◆ **OBJECTIVE**
Copy every one of the rows below exactly as it appears, line by line.

◆ **Data entries**
• • • • • • •

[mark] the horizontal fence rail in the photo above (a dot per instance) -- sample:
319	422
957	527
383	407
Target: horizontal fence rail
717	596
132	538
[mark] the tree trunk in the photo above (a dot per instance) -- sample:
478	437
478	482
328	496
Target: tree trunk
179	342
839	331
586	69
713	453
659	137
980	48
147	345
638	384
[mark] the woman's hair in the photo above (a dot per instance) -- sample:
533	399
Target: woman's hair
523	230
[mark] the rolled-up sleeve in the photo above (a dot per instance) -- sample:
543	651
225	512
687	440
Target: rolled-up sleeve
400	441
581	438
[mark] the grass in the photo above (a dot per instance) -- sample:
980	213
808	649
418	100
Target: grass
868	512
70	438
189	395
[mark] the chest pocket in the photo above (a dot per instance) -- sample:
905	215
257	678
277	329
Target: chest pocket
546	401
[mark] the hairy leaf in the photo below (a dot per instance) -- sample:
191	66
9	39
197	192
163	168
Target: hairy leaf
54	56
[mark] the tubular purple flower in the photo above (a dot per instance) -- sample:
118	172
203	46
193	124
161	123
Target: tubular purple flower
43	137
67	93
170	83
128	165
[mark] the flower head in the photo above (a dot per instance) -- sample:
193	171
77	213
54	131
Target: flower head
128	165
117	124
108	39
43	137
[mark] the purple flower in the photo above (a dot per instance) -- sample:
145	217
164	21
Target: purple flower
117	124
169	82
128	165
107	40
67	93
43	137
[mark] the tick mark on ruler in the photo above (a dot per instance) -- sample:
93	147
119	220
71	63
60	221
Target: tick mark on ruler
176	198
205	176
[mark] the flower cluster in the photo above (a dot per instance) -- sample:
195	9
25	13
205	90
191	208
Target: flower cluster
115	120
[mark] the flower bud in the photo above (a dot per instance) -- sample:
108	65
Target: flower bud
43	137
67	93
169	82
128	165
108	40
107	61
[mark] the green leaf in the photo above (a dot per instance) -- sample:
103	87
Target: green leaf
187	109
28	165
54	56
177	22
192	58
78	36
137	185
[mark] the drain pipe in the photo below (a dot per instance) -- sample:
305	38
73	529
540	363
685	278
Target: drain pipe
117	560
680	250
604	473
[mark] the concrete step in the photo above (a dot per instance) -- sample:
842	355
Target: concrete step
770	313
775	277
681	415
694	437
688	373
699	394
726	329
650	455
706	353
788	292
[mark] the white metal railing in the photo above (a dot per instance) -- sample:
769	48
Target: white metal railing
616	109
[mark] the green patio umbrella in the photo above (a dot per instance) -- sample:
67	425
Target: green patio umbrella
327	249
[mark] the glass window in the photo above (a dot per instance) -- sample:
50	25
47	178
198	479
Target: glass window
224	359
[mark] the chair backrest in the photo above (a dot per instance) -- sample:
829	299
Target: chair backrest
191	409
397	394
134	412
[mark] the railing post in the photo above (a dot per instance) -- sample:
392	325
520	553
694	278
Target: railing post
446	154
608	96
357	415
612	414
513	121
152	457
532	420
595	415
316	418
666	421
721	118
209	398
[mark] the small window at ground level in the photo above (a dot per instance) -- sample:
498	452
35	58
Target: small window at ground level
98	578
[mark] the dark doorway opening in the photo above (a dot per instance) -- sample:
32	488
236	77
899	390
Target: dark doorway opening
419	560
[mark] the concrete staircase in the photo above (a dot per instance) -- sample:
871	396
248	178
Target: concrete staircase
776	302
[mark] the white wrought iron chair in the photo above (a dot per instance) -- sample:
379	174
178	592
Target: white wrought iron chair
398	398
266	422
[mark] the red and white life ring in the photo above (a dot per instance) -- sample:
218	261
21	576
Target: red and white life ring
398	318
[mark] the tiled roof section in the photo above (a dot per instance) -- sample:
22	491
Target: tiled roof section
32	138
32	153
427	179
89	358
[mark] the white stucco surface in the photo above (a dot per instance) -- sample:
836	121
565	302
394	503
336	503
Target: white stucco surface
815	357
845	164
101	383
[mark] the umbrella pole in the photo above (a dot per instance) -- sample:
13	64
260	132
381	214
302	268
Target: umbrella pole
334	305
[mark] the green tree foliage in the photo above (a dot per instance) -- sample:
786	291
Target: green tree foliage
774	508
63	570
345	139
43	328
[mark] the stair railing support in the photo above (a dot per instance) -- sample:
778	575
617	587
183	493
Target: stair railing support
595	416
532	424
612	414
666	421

• • • • • • •

◆ **THE SOLUTION**
[mark] the horizontal fence rail in the photo above (a dot per instance) -- sample:
319	422
957	527
383	407
Target: horizontal fence rail
717	596
132	538
[mark] the tree trunk in the photo above (a dot per instance) -- sample:
478	437
478	482
328	496
Target: tree trunk
179	342
839	331
586	69
713	453
659	137
980	48
147	345
638	384
[mark] the woman's hair in the photo above (a dot per instance) -- sample:
533	399
Target: woman's hair
523	230
[mark] the rolled-up sleeve in the photo above (a dot per instance) -- sample:
543	651
225	512
687	440
Target: rolled-up sleeve
400	441
581	438
[mark] the grass in the photo above (a dot per instance) -- sample:
980	213
808	649
418	100
Target: grass
868	512
70	438
189	395
[mark] the chest pocket in the photo above (a dot per instance) -- sample:
905	215
257	678
277	329
Target: chest pocket
546	401
[mark] the hairy leaf in the photo below (a dot per instance) -- sample:
191	66
9	39
197	192
163	168
Target: hairy leaf
54	56
[mark] the tubular purple flower in the photo above (a dot per instance) -- sample:
118	172
203	46
193	124
161	123
Target: tubular purple flower
43	137
67	93
170	83
128	165
[mark] the flower head in the photo above (a dot per instance) -- sample:
193	171
77	213
54	131
Target: flower head
128	165
117	124
108	39
43	137
[mark] the purple flower in the photo above (a dot per instance) -- sample:
145	217
164	21
Target: purple flower
117	124
169	82
128	165
107	40
67	93
43	137
[mark] the tick mark on ruler in the photo above (a dot per instance) -- sample:
93	147
119	220
71	63
60	221
Target: tick mark on ruler
176	198
205	176
[mark] the flower cluster in the photo above (a dot per instance) -- sample:
195	9
25	13
205	90
191	208
Target: flower cluster
115	120
[mark] the flower bud in the photo above (a dot per instance) -- sample:
108	65
Target: flower bud
43	137
67	93
169	82
128	165
108	40
107	61
[mark] the green leaf in the photo above (a dot per instance) -- sample:
103	87
Target: green leaf
187	109
28	165
54	56
177	22
192	58
78	36
137	185
[mark] the drain pipe in the photo below (a dot per instance) -- sample:
305	38
73	529
540	363
685	278
Target: drain pipe
117	560
680	250
604	473
[mark] the concrete step in the photo above (a dot per instance) -- sample:
842	355
Target: concrete step
770	313
775	277
681	415
694	437
688	373
699	394
726	329
650	455
706	353
788	292
[mark] the white metal railing in the photo above (a dot per instance) -- sample:
769	48
Target: white metal railing
616	109
[mark] the green patio umbrella in the photo above (a dot per instance) -- sample:
67	425
Target: green patio umbrella
327	249
[mark] the glass window in the photo above (a dot per instance) -- sample:
50	25
47	178
198	479
Target: glass window
224	359
[mark] the chair backrest in the photo above (a dot per instance) -- sample:
829	299
Target: chair backrest
191	409
397	394
134	412
[mark] the railing post in the photo above (a dot per instance) -- sample:
392	325
520	553
694	278
Target: railing post
446	154
608	96
357	415
612	414
513	121
152	457
532	420
595	415
316	418
666	421
721	118
209	398
[mark] the small window at ground level in the photo above (a dot per instance) -- sample:
498	452
35	58
Target: small window at ground level
98	578
[mark] the dark doorway opening in the photo above (a dot per instance) -- sample:
32	488
236	77
899	390
Target: dark doorway opening
419	560
[mark] the concrete staircase in the photo above (a dot per instance) -- sample:
871	396
248	178
Target: concrete staircase
776	302
[mark] the white wrought iron chair in the photo above (a dot per instance) -- sample:
379	174
178	592
Target: white wrought iron chair
398	398
266	422
[mark] the red and white life ring in the photo above (a dot per instance) -- sample:
218	261
21	576
Target: red and white life ring
398	318
[mark] the tiled roof section in the photo above (a dot per instance) -- sample:
22	491
Target: tiled roof section
32	138
32	153
427	179
89	358
[mark] the white stucco surface in the photo above (a dot per instance) -- sample:
836	121
565	302
394	503
336	503
Target: white stucco surface
815	357
845	164
101	383
[mark] the umbrella pole in the photo above (a dot per instance) -- sample:
13	64
260	132
381	214
302	268
Target: umbrella pole
334	305
[mark] the green tree foliage in the photo above (a dot per instance) -- sample:
786	291
Target: green tree foliage
774	508
63	570
345	139
43	328
[mark] the stair railing support in the photo above (a dot per instance) -- sample:
778	575
617	587
183	493
Target: stair railing support
595	416
532	424
612	414
666	421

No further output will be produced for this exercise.